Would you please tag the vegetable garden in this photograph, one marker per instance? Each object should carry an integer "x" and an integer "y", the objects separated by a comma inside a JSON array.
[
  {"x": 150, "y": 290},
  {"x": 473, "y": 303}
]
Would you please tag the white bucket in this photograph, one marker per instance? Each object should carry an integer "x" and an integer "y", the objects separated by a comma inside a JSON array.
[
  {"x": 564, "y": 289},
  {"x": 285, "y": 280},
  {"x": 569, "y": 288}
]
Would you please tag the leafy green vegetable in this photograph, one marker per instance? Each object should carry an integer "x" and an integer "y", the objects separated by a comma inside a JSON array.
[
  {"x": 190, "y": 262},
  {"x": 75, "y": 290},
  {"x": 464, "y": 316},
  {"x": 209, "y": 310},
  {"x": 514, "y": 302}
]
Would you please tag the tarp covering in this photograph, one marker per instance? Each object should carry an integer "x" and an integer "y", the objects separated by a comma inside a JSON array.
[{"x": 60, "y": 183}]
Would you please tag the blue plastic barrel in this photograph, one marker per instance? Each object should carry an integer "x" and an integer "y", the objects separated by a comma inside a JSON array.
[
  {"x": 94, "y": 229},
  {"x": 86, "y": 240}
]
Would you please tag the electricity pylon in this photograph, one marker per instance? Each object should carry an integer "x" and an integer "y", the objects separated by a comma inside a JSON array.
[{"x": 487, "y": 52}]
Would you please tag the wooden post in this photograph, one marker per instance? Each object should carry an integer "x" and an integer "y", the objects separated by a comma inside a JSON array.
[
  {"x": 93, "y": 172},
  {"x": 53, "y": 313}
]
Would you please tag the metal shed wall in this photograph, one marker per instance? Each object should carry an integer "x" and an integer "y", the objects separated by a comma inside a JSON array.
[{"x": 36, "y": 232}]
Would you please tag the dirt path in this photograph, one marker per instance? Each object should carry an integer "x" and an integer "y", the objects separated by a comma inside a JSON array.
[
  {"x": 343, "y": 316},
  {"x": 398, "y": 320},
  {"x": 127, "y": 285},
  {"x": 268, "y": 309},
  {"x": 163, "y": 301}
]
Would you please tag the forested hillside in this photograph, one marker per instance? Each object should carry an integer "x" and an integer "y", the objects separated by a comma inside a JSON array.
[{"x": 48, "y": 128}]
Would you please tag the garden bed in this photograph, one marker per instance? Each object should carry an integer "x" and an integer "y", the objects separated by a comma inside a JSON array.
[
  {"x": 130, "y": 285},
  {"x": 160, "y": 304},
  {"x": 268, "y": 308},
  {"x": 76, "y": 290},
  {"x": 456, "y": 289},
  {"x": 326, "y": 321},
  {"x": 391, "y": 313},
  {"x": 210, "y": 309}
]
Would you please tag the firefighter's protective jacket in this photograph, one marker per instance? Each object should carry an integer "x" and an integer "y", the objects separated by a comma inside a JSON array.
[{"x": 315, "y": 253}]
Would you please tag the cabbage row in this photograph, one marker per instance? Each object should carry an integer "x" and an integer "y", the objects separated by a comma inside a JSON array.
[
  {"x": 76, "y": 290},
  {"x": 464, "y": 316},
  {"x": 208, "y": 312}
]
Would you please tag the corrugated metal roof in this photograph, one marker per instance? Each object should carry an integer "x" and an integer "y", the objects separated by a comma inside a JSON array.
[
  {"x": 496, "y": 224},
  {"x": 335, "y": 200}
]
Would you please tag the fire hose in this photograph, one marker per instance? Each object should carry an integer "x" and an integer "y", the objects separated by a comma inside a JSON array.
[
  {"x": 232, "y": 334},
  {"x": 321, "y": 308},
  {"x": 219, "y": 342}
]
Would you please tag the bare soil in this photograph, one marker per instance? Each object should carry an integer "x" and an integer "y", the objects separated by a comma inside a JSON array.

* EXERCISE BRIEF:
Output the full listing without altering anything.

* TASK RESULT:
Would you please tag the vegetable garden in this photograph, one marker per instance? Each object should carry an integer "x" and an integer "y", the objects separated by a comma inside a JSON array.
[
  {"x": 150, "y": 290},
  {"x": 473, "y": 303}
]
Would you please tag the white bucket in this photograph, one marker per instance? Each object should carry an integer "x" and an integer "y", the objects separated by a comma inside a JSON array.
[
  {"x": 564, "y": 289},
  {"x": 285, "y": 280},
  {"x": 569, "y": 288}
]
Would you please tag the leafy green vegetable in this photograph, one marker per instance? Each object should carry an integer "x" and an integer "y", the objects separated by a comma inside a JSON array.
[
  {"x": 190, "y": 262},
  {"x": 75, "y": 290},
  {"x": 464, "y": 316},
  {"x": 209, "y": 310},
  {"x": 514, "y": 302}
]
Would you please tag the tarp covering in this photograph, one marker per instance? Each object should carry an integer "x" and an integer "y", the objects separated by a comma inside a JSON array.
[{"x": 60, "y": 183}]
Would you please tag the blue plastic barrel in this photograph, one marker per instance? Each object should carry an integer "x" and an integer "y", the objects separated by a comma inside a JSON array.
[
  {"x": 94, "y": 229},
  {"x": 86, "y": 240}
]
Would you please tag the electricity pylon in this photograph, one marker per instance? Each object should carry an integer "x" and an integer "y", the objects separated by a comma inside a JSON array.
[{"x": 487, "y": 52}]
Would you please tag the wooden post in this photograph, one marker per instance? Each object should carry an integer "x" and an integer "y", the objects separated by a comma inside a JSON array.
[
  {"x": 93, "y": 172},
  {"x": 53, "y": 313}
]
Would you please tag the metal shed wall in this photograph, one marker per instance? Each object should carry an integer "x" and an integer "y", the objects separated by a comma inside a JSON array.
[{"x": 36, "y": 232}]
Would you please tag the dirt path in this photograph, one marker per instance? Each object should carry an integer "x" and an integer "y", the objects separated by a comma inside a JSON array.
[
  {"x": 343, "y": 316},
  {"x": 398, "y": 320},
  {"x": 127, "y": 285},
  {"x": 268, "y": 309},
  {"x": 163, "y": 301}
]
Would you please tag the forested hillside in this photograph, one marker per instance? Each object should carry an integer "x" and an integer "y", the objects separated by a comma inside a JSON array.
[{"x": 48, "y": 128}]
Would you please tag the garden bed in this photograph, one marker per instance? Each object should carry an integer "x" and an integer "y", the objects separated by a comma inside a JSON array.
[
  {"x": 130, "y": 285},
  {"x": 160, "y": 304},
  {"x": 268, "y": 308},
  {"x": 76, "y": 290},
  {"x": 456, "y": 289},
  {"x": 326, "y": 321},
  {"x": 391, "y": 313},
  {"x": 210, "y": 309}
]
Would you please tag the firefighter's protective jacket in this photograph, one marker per instance? Each object should carry an integer "x" and an integer "y", the objects separated by a comma inside a JSON array.
[{"x": 315, "y": 253}]
Would you please tag the cabbage row in this photograph, one marker per instance? Each object should carry an integer "x" and an integer "y", the objects separated by a comma inside a JSON array.
[
  {"x": 76, "y": 290},
  {"x": 464, "y": 316},
  {"x": 208, "y": 312}
]
Would you please tag the corrugated metal roof in this photograph, one marker per instance? Each object should carry an integer "x" and an integer "y", the objects separated by a comma inside a JSON array.
[
  {"x": 496, "y": 224},
  {"x": 335, "y": 200}
]
Would you please tag the fire hose in this photograph, one marker per instance? Each object should carry an integer "x" and an integer "y", the objects separated by a comma inside a JSON array.
[
  {"x": 232, "y": 334},
  {"x": 321, "y": 308},
  {"x": 219, "y": 342}
]
Would you please tag the bare soil in this photograph, one marker per instance? Each object should carry an integer "x" and an integer "y", the objects separated by a comma inside a JSON array.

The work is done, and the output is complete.